= Text to read =

-*-

The fan lamp according to claim 3, wherein the fan lamp comprises a top mounting assembly (500), the top mounting assembly (500) comprises a derrick (520), the motor assembly (400) comprises a connecting member (440) and a first decorative cover (420), the connecting member (440) is connected to the derrick (520) and the motor shaft (412), and the first decorative cover (420) covers an outer side of the connecting member (440).
The fan lamp according to claim 3, wherein the fan assembly (300) further comprises a fixing ring (340), the fixing ring (340) is fixedly mounted on the turntable (330), the motor main body (411) is fixedly mounted on the fixing ring (340), the synchronizer (320) is annular, the synchronizer (320) is sleeved on an outer side of the fixing ring (340); and
a limiting structure is provided between the synchronizer (320) and the fixing ring (340), the limiting structure comprises an unfolding limiting portion and a storage limiting portion, the unfolding limiting portion is capable of limiting the plurality of fan blades (310) to the unfolding positions, and the storage limiting portion is capable of limiting the plurality of fan blades (310) to the storage positions.
The fan lamp according to claim 3, wherein the fan lamp comprises a fixing plate (600), the fixing plate (600) is fixedly mounted on the motor shaft (412), and the lamp panel (100) is fixedly mounted on the fixing plate (600).
The fan lamp according to claim 7, wherein the fan lamp further comprises a shaft sleeve (430) sleeved on the motor shaft (412), and the shaft sleeve (430) is located between the motor main body (411) and the fixing plate (600).
The fan lamp according to any one of claims 1-8, wherein the direct current motor (410) is configured to be at least partially exposed relative to the fan assembly (300).
The fan lamp according to any one of claims 1-8, wherein the lamp assembly (200) comprises a lamp shade (210) and a light source assembly (220), the lamp shade (210) is fixedly mounted on the lamp panel (100), the light source assembly (220) is in an accommodation cavity surrounded by the lamp panel (100) and the lamp shade (210); and
a contour of a lamp shade circumferential outer wall (211) of the lamp shade (210) is the same as a contour of a lamp panel circumferential outer wall (110) of the lamp panel (100), and an end of the lamp shade circumferential outer wall (211) near the fan assembly (300) abuts against an end of the lamp panel circumferential outer wall (110) away from the fan assembly (300).

-*-

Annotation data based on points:
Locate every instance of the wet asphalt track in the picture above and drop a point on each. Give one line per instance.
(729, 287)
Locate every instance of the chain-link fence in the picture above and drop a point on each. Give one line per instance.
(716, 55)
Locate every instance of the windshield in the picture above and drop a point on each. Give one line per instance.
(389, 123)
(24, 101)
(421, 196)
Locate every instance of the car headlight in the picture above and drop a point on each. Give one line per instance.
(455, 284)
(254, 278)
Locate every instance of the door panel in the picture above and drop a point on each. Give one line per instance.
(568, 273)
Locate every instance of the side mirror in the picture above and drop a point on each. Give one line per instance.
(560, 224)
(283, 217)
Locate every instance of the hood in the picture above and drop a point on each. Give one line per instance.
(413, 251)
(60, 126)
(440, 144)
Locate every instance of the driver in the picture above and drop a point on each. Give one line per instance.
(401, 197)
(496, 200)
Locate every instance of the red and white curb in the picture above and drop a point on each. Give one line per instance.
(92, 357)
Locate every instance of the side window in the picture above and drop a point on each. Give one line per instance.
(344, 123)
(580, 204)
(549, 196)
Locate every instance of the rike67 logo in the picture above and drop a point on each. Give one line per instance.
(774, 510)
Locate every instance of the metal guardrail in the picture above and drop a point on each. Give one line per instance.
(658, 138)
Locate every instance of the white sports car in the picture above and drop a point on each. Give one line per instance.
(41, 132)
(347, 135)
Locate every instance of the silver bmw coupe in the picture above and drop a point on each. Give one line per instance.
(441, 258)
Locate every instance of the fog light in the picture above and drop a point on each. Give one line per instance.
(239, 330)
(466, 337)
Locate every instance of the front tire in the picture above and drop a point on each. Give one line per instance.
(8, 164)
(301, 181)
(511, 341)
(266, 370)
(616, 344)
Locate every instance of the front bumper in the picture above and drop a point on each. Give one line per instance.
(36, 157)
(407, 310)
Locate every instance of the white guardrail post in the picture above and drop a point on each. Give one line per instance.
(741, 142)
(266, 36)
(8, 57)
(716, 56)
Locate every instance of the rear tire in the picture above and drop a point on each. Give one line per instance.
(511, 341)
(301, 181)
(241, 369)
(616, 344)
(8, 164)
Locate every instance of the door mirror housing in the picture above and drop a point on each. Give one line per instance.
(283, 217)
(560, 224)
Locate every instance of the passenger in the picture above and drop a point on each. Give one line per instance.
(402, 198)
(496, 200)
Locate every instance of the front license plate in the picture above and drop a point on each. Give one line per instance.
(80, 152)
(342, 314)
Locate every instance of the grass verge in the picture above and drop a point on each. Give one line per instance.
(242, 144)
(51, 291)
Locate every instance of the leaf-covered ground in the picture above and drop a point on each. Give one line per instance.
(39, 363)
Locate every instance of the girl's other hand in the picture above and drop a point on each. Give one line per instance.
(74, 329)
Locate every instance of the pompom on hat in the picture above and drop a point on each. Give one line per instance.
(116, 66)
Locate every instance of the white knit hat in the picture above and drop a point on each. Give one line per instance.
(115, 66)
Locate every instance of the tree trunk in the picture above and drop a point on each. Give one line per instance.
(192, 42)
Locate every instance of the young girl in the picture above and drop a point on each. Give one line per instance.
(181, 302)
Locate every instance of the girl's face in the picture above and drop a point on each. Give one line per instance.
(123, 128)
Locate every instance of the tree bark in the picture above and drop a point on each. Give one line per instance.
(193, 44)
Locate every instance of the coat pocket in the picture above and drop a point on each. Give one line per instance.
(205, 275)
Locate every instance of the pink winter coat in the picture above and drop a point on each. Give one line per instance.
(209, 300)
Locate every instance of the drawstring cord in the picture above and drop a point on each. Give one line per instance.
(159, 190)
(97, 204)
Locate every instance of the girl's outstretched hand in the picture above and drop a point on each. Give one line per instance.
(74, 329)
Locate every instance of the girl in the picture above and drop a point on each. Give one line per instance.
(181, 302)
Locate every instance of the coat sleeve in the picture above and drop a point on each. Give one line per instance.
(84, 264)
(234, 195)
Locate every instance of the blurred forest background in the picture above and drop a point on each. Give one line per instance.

-*-

= Task description =
Pick up the fan lamp claims after their final sentence and write how they continue. These lines are material separate from the fan lamp claims.

= Result of this task =
The fan lamp according to claim 10, wherein the lamp panel (100) comprises a bottom plate (120) and a circumferential plate (130), the lamp shade (210) comprises a lamp shade body (212) and an annular mounting portion (213), the lamp shade circumferential outer wall (211) is located at the periphery of the lamp shade body (212), the lamp panel circumferential outer wall (110) is located at the periphery of the circumferential plate (130), the annular mounting portion (213) is sleeved in the inner side of the circumferential plate (130), and the annular mounting portion (213) is clamp with the lamp panel (100).
The fan lamp according to claim 11, wherein the lamp assembly (200) comprises a clamping member (230), the bottom plate (120) is clamped with the annular mounting portion (213) through the clamping member (230), and the clamping member (230) is integrally formed.
The fan lamp according to claim 12, wherein the clamping member (230) comprises a first mounting portion (240) and a second mounting portion (250), the first mounting portion (240) has a threaded mounting portion (236) and a clamping portion (237), the bottom plate (120) is provided with a mating section (121) cooperating with the clamping portion (237), the threaded mounting portion (236) is fastened on the bottom plate (120) through a threaded mounting member (700), and the clamping portion (237) is clamped with the mating section (121); and
one of the second mounting portion (250) and the annular mounting portion (213) is provided with a clamping groove (235), another of the second mounting portion (250) and the annular mounting portion (213) is provided with a clamping protrusion (214), and the clamping protrusion (214) is capable of clamping in the clamping groove (235).
The fan lamp according to claim 13, wherein a plurality of clamping protrusions (214) are arranged on the annular mounting portion (213) at intervals along the circumferential direction of the annular mounting portion (213), and the lamp assembly (200) comprises a plurality of clamping members (230) corresponding to the plurality of clamping protrusions (214).
The fan lamp according to claim 14, wherein at least one of the plurality of clamping protrusions (214) and the plurality of clamping members (230) are made of an elastically deformable material; and
at least one of the plurality of clamping protrusions (214) and the plurality of clamping members (230) have a guiding structure (260).
The fan lamp according to claim 15, wherein the guiding structure (260) comprises a first guiding inclination surface (2141) provided on each of the plurality of clamping protrusions (214) and a second guiding inclination surface (2341) provided on each of the plurality of clamping members (230); and
along the circumferential direction of the annular mounting portion (213), the first guiding inclination surface (2141) is located on an end surface of the each of the plurality of clamping protrusions (214), and the second guiding inclination surface (2341) is located on a side of the each of the plurality of clamping members (230) near the first guiding inclination surface (2141).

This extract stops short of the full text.